• Prompt A:
From the Industry 4.0 text, reproduce the passage starting at the words "The first Industrial" and stopping after "of their existence.".
• Prompt B:
In the Industry 4.0 text, what is the name of the fourth scenario that was added to the three from the VDMA study?

The first Industrial Revolution, which took hold all over the world from a starting point in Great Britain in the second half of the 18th century, led to societal upheavals on a previously unknown scale. It is true that mechanisation made it possible for the first time for many workers without special training to find work. At the same time, however, numerous well trained, specialised craftsmen lost the basis of their existence.
Like every Industrial Revolution, the fourth one will likewise be accompanied by great hopes, but also by anxieties – especially the anxiety for many of losing their jobs. Since all the industrial revolutions have had a strong influence on societal and many individual developments, it is necessary to examine thoroughly the opportunities and challenges presented by Industry 4.0. “For the goal is to create the most humane possible Industrial Revolution – or rather Evolution “, states Prof. Peter Groche, initiator of the WGP Initiative and leader of the Institute for Production Technology and Forming Machines (PtU) at Darmstadt TU. “With our viewpoint paper on Industry Workplace 2025, we have used a new model to assess current and anticipated technological developments in industrial automation and deduce necessary responses on the part of firms and society”, so Groche.
What role will the human being play in the future?
The VDMA study “Industry 4.0 – Qualification 2025” (Pfeiffer et al. 2016) has already indicated what smart factories with flexible, fully automated production processes could mean for employees – and thus particularly for operators of installations and machines. In this paper, experts envisage three possible future scenarios: In Scenario 1 (Growing Gap), the skills gap among employees will widen even more. A small elite of skilled workers and academics will add to their qualifications, while today’s skilled workers in the operative segment will need fewer qualifications. Scenario 2 (General Upgrade) describes the general raising of the qualification level, with increased demands made on workers. Finally, in Scenario 3 (Central Link), it is assumed that certain groups will require higher qualifications and will then occupy interface positions between the various hierarchical levels or functional areas.
“We have added a fourth scenario to these three, the scenario General Downgrade”, explains Prof. Jörg Krüger, leader of the Specialist Area at industrial Automation Technology at the Institute for Machine Tools and Factory Operations (IWF) at Berlin TU and also leader of the business area Automation Technology at the Fraunhofer Institute for Production Installations and Design Engineering Technology (IPK) in Berlin. In this scenario, the qualifications of the firm’s employees generally sink. The WGP also surveyed “representative industrial stakeholders” (in total 45 manufacturers of installations machines and 75 machine users from the most varied sectors). In the process, it became clear that this fourth scenario can certainly be considered realistic. It was furthermore obvious that machine manufacturers and users have contrary views regarding the future of employees.

• Raw data:
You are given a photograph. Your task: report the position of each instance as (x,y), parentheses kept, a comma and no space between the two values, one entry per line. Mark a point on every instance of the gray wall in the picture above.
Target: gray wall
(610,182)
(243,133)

• Complete response A:
The first Industrial Revolution, which took hold all over the world from a starting point in Great Britain in the second half of the 18th century, led to societal upheavals on a previously unknown scale. It is true that mechanisation made it possible for the first time for many workers without special training to find work. At the same time, however, numerous well trained, specialised craftsmen lost the basis of their existence.

• Complete response B:
General Downgrade.